┌────────
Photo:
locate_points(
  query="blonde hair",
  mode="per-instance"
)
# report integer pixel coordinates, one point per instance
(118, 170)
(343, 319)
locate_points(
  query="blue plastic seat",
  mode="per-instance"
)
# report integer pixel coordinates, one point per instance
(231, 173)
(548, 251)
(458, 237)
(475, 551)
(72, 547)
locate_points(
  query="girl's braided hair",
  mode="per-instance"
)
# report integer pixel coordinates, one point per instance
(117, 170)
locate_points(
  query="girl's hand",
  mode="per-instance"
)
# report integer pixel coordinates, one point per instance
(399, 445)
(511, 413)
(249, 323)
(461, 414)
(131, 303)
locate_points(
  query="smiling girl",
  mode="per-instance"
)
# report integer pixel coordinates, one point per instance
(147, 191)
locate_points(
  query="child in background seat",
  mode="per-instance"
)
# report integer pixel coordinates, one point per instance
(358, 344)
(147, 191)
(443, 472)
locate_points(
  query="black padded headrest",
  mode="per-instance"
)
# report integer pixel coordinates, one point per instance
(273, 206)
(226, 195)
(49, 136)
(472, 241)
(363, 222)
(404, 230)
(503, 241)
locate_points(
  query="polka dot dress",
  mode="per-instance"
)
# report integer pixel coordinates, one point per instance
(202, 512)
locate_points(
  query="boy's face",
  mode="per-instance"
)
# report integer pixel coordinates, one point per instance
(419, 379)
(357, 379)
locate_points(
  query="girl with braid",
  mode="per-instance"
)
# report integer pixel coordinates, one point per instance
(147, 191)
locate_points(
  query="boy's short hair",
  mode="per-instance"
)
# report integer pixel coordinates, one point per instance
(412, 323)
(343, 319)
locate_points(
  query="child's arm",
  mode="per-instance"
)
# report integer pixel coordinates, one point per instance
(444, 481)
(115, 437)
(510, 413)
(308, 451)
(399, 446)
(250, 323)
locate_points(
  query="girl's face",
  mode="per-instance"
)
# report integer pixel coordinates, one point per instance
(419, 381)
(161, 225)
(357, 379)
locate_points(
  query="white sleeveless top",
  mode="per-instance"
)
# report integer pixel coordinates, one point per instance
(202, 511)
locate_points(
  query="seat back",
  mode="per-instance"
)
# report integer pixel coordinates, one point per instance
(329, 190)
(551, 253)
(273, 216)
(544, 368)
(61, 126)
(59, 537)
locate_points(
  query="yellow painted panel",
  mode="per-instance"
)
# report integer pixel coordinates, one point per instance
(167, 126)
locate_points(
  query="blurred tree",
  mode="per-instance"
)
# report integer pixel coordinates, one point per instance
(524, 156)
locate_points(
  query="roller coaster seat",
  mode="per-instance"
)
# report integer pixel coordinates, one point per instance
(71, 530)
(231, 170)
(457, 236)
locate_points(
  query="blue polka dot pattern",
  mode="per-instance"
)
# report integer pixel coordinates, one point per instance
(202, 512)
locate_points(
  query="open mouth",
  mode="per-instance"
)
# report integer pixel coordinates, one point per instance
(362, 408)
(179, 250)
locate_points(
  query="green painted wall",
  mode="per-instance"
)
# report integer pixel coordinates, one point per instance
└────────
__Aim of the exercise__
Please reproduce the entire listing, exactly as shown.

__Solution below__
Photo:
locate_points(
  query="blonde hair",
  mode="per-instance"
)
# report integer pixel coordinates, one point per instance
(118, 170)
(343, 319)
locate_points(
  query="blue plastic seat",
  mode="per-instance"
)
# report integer pixel coordinates, one point per instance
(231, 173)
(548, 251)
(458, 237)
(475, 551)
(72, 547)
locate_points(
  query="girl's braided hair",
  mode="per-instance"
)
# report integer pixel coordinates, one point per instance
(117, 170)
locate_points(
  query="girl's hand",
  mode="per-instance"
)
# report integer pixel coordinates, one point per instance
(399, 445)
(511, 413)
(249, 323)
(461, 414)
(131, 303)
locate_points(
  query="smiling girl",
  mode="per-instance"
)
# report integer pixel coordinates, one point per instance
(147, 191)
locate_points(
  query="child in background seat",
  mode="per-instance"
)
# report integer pixel coordinates, one point per instance
(358, 344)
(147, 191)
(443, 472)
locate_points(
  query="black padded headrest",
  mode="per-instance"
)
# report integer pixel coordinates, one point per instance
(273, 206)
(226, 195)
(49, 136)
(472, 241)
(363, 222)
(404, 230)
(503, 241)
locate_points(
  query="polka dot dress",
  mode="per-instance"
)
# report integer pixel coordinates, one point per instance
(202, 512)
locate_points(
  query="boy's face",
  mode="per-instance"
)
# report integer pixel coordinates, one point per instance
(419, 379)
(357, 379)
locate_points(
  query="girl with braid",
  mode="per-instance"
)
# report integer pixel coordinates, one point per instance
(147, 191)
locate_points(
  query="boy's short hair",
  mode="per-instance"
)
# report integer pixel coordinates, one point per instance
(412, 323)
(343, 319)
locate_points(
  query="child's arm",
  mode="per-instance"
)
# report integer pixel coordinates, one point per instance
(444, 481)
(115, 437)
(510, 413)
(308, 451)
(399, 446)
(250, 323)
locate_points(
  query="girl's face",
  mode="per-instance"
)
# report integer pixel coordinates, one point per instance
(419, 381)
(161, 225)
(357, 379)
locate_points(
  query="white sleeveless top",
  mode="per-instance"
)
# report integer pixel coordinates, one point per instance
(202, 511)
locate_points(
  query="seat back",
  mode="per-instance"
)
# report integer pixel coordinates, one point per instance
(329, 190)
(551, 253)
(273, 216)
(544, 368)
(61, 126)
(59, 537)
locate_points(
  query="yellow painted panel",
  mode="per-instance"
)
# report integer pixel coordinates, one point per instance
(167, 126)
locate_points(
  query="blurred tree",
  mode="per-instance"
)
# report integer pixel coordinates, one point per instance
(524, 156)
locate_points(
  query="roller coaster seat",
  mode="per-instance"
)
# report integer pixel coordinates, one point per instance
(71, 530)
(231, 170)
(457, 236)
locate_points(
  query="blue polka dot pattern",
  mode="per-instance"
)
# report integer pixel coordinates, one point per instance
(202, 512)
locate_points(
  query="open mouth",
  mode="per-instance"
)
# report integer pixel coordinates, one point per instance
(362, 408)
(179, 250)
locate_points(
  query="green painted wall",
  mode="per-instance"
)
# report integer pixel coordinates, one point per instance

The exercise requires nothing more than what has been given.